» TASK ITEM: Could you please retype all of the entries exactly as they appear?

» DATA SUPPLIED:
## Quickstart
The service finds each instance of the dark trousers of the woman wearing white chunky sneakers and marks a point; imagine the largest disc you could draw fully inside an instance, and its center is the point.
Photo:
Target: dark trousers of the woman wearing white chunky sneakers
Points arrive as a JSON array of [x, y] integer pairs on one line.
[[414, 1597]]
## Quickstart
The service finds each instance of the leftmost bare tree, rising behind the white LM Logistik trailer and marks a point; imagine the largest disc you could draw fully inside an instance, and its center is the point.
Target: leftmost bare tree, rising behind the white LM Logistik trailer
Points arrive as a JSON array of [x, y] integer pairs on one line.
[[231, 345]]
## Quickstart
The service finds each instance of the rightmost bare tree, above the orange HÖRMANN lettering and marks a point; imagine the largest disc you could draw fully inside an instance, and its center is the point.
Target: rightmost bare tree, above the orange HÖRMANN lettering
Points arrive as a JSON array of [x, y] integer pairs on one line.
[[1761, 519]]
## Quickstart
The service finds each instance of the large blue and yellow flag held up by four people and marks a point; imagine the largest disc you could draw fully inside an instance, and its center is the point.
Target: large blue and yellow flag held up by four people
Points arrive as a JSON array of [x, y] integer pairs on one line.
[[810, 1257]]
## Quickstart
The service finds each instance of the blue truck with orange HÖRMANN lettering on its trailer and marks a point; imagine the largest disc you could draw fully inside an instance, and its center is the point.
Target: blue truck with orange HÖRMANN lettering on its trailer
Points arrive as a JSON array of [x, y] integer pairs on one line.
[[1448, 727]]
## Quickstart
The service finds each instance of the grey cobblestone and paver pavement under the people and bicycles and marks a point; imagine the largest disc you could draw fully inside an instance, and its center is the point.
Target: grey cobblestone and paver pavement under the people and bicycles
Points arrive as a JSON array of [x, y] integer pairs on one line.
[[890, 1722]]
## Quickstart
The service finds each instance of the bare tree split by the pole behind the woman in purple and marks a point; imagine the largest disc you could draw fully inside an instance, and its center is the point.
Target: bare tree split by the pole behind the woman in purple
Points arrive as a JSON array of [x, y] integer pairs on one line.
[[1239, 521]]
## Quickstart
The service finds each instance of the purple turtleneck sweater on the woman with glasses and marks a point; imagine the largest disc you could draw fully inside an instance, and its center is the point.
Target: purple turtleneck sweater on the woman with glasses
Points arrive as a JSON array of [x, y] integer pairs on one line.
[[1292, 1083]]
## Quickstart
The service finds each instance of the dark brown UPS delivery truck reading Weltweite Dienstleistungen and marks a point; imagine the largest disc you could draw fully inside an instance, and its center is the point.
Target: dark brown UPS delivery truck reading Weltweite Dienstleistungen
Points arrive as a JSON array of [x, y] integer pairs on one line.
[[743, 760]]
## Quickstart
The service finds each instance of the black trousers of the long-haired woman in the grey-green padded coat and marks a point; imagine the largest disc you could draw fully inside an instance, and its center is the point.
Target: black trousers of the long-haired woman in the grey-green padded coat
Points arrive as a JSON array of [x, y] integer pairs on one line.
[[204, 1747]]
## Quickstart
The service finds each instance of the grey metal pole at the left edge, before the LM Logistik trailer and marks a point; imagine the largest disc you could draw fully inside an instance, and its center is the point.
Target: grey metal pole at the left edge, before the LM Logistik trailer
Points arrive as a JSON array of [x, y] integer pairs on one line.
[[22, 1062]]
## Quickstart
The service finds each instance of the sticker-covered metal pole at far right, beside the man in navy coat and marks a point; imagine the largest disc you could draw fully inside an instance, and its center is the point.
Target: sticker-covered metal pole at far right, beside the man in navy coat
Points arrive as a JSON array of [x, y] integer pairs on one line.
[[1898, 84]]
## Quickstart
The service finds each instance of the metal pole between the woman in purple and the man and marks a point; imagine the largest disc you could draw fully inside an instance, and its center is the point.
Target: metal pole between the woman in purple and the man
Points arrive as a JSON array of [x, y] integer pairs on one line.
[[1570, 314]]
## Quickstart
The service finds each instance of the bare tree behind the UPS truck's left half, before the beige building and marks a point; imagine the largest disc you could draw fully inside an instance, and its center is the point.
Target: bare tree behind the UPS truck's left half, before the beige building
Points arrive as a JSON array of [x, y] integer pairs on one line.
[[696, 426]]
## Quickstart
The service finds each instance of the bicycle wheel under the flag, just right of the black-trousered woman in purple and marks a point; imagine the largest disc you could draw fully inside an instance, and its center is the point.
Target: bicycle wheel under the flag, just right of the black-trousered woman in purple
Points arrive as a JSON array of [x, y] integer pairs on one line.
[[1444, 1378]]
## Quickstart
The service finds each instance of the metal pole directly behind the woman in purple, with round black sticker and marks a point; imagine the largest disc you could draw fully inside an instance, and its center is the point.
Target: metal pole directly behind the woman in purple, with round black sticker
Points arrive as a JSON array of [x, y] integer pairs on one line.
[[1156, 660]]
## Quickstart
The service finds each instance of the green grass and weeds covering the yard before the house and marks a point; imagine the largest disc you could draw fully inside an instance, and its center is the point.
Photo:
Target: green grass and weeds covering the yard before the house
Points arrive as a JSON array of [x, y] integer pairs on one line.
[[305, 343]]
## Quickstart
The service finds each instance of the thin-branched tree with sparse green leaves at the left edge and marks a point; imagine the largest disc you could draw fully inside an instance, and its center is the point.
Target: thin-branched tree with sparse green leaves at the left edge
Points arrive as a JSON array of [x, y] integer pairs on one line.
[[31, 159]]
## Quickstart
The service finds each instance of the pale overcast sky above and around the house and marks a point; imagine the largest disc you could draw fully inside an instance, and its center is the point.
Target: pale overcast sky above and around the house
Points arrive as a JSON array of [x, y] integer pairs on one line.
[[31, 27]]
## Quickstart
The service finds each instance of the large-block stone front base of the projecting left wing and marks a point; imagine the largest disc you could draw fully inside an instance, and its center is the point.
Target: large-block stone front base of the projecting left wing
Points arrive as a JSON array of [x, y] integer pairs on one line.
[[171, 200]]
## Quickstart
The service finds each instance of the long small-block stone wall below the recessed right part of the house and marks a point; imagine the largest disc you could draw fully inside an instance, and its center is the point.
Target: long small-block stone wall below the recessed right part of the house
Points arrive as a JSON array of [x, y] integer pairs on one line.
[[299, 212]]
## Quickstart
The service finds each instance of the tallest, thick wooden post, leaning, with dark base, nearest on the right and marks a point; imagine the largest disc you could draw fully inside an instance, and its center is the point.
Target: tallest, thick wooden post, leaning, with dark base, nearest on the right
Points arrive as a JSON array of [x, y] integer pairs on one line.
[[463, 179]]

» SOLUTION FOR THIS PROBLEM:
## Quickstart
The service finds each instance of the dark trousers of the woman wearing white chunky sneakers and marks a point; imagine the largest disc you could draw fully inside an instance, and its center is the point.
Photo:
Target: dark trousers of the woman wearing white chunky sneakers
Points arrive as a JSON array of [x, y] integer pairs on one line.
[[414, 1597]]
## Quickstart
The service finds each instance of the leftmost bare tree, rising behind the white LM Logistik trailer and marks a point; imagine the largest disc you could draw fully inside an instance, and its center is the point.
Target: leftmost bare tree, rising behind the white LM Logistik trailer
Points arrive as a JSON array of [x, y] integer pairs on one line.
[[231, 345]]
## Quickstart
The service finds each instance of the rightmost bare tree, above the orange HÖRMANN lettering and marks a point; imagine the largest disc you could draw fully inside an instance, and its center is the point.
Target: rightmost bare tree, above the orange HÖRMANN lettering
Points arrive as a JSON array of [x, y] integer pairs on one line.
[[1761, 519]]
## Quickstart
The service finds each instance of the large blue and yellow flag held up by four people and marks a point; imagine the largest disc you could draw fully inside an instance, and its center is the point.
Target: large blue and yellow flag held up by four people
Points arrive as a JSON array of [x, y] integer pairs on one line.
[[810, 1257]]
## Quickstart
The service finds each instance of the blue truck with orange HÖRMANN lettering on its trailer and marks a point; imagine the largest disc you could draw fully inside an instance, and its center is the point.
Target: blue truck with orange HÖRMANN lettering on its trailer
Points arrive as a JSON array of [x, y] integer pairs on one line.
[[1448, 727]]
## Quickstart
The service finds each instance of the grey cobblestone and paver pavement under the people and bicycles and marks a point; imagine the largest disc you could draw fully inside an instance, and its center is the point.
Target: grey cobblestone and paver pavement under the people and bicycles
Points arrive as a JSON array of [x, y] integer pairs on one line.
[[890, 1722]]
## Quickstart
The service finds each instance of the bare tree split by the pole behind the woman in purple and marks a point; imagine the largest disc you could draw fully inside an instance, and its center is the point.
Target: bare tree split by the pole behind the woman in purple
Points arrive as a JSON array of [x, y] integer pairs on one line.
[[1239, 521]]
## Quickstart
The service finds each instance of the purple turtleneck sweater on the woman with glasses and marks a point; imagine the largest disc you could draw fully inside an instance, and its center is the point.
Target: purple turtleneck sweater on the woman with glasses
Points arrive as a JSON array of [x, y] integer pairs on one line.
[[1292, 1083]]
## Quickstart
The service finds each instance of the dark brown UPS delivery truck reading Weltweite Dienstleistungen and marks a point; imagine the largest disc you could draw fully inside an instance, and its center is the point.
Target: dark brown UPS delivery truck reading Weltweite Dienstleistungen
Points arrive as a JSON array of [x, y] integer pairs on one line.
[[743, 760]]
## Quickstart
The service finds each instance of the black trousers of the long-haired woman in the grey-green padded coat and marks a point; imagine the largest disc you could draw fully inside an instance, and its center is the point.
Target: black trousers of the long-haired woman in the grey-green padded coat
Points arrive as a JSON array of [x, y] integer pairs on one line.
[[204, 1747]]
## Quickstart
The service finds each instance of the grey metal pole at the left edge, before the LM Logistik trailer and marks a point; imagine the largest disc you could draw fully inside an instance, and its center is the point.
Target: grey metal pole at the left edge, before the LM Logistik trailer
Points arrive as a JSON array of [x, y] integer pairs on one line.
[[22, 1062]]
## Quickstart
The service finds each instance of the sticker-covered metal pole at far right, beside the man in navy coat and marks a point; imagine the largest disc you could draw fully inside an instance, and its center is the point.
Target: sticker-covered metal pole at far right, beside the man in navy coat
Points arrive as a JSON array of [x, y] integer pairs on one line.
[[1898, 84]]
## Quickstart
The service finds each instance of the metal pole between the woman in purple and the man and marks a point; imagine the largest disc you could draw fully inside an instance, and its center is the point.
Target: metal pole between the woman in purple and the man
Points arrive as a JSON array of [x, y] integer pairs on one line.
[[1570, 314]]
## Quickstart
The service finds each instance of the bare tree behind the UPS truck's left half, before the beige building and marks a point; imagine the largest disc you could draw fully inside an instance, and its center is the point.
Target: bare tree behind the UPS truck's left half, before the beige building
Points arrive as a JSON array of [x, y] integer pairs on one line.
[[696, 426]]
## Quickstart
The service finds each instance of the bicycle wheel under the flag, just right of the black-trousered woman in purple and marks a point; imagine the largest disc you could draw fully inside an instance, and its center is the point.
Target: bicycle wheel under the flag, just right of the black-trousered woman in purple
Points arrive as a JSON array of [x, y] integer pairs on one line.
[[1444, 1378]]
## Quickstart
The service finds each instance of the metal pole directly behind the woman in purple, with round black sticker and marks a point; imagine the largest disc you could draw fully inside an instance, and its center is the point.
Target: metal pole directly behind the woman in purple, with round black sticker
Points arrive as a JSON array of [x, y] integer pairs on one line.
[[1156, 660]]
## Quickstart
The service finds each instance of the green grass and weeds covering the yard before the house and marks a point; imagine the largest disc you could draw fully inside an instance, and its center is the point.
Photo:
Target: green grass and weeds covering the yard before the house
Points arrive as a JSON array of [x, y] integer pairs on one line.
[[305, 343]]
## Quickstart
The service finds each instance of the thin-branched tree with sparse green leaves at the left edge and marks a point; imagine the largest disc you could draw fully inside an instance, and its center is the point.
Target: thin-branched tree with sparse green leaves at the left edge
Points arrive as a JSON array of [x, y] integer pairs on one line.
[[31, 159]]
## Quickstart
The service finds each instance of the pale overcast sky above and around the house and marks a point; imagine the largest disc you could draw fully inside an instance, and its center is the point.
Target: pale overcast sky above and around the house
Points arrive as a JSON array of [x, y] integer pairs on one line.
[[31, 27]]
## Quickstart
The service finds each instance of the large-block stone front base of the projecting left wing and marks a point; imagine the largest disc you could draw fully inside an instance, and its center is the point.
Target: large-block stone front base of the projecting left wing
Points arrive as a JSON array of [x, y] integer pairs on one line.
[[171, 200]]
## Quickstart
The service finds each instance of the long small-block stone wall below the recessed right part of the house and marks a point; imagine the largest disc you could draw fully inside an instance, and its center is the point.
Target: long small-block stone wall below the recessed right part of the house
Points arrive as a JSON array of [x, y] integer pairs on one line.
[[299, 212]]
## Quickstart
The service finds each instance of the tallest, thick wooden post, leaning, with dark base, nearest on the right and marks a point; imagine the largest disc you could draw fully inside an instance, and its center is the point.
Target: tallest, thick wooden post, leaning, with dark base, nearest on the right
Points arrive as a JSON array of [x, y] integer pairs on one line.
[[463, 179]]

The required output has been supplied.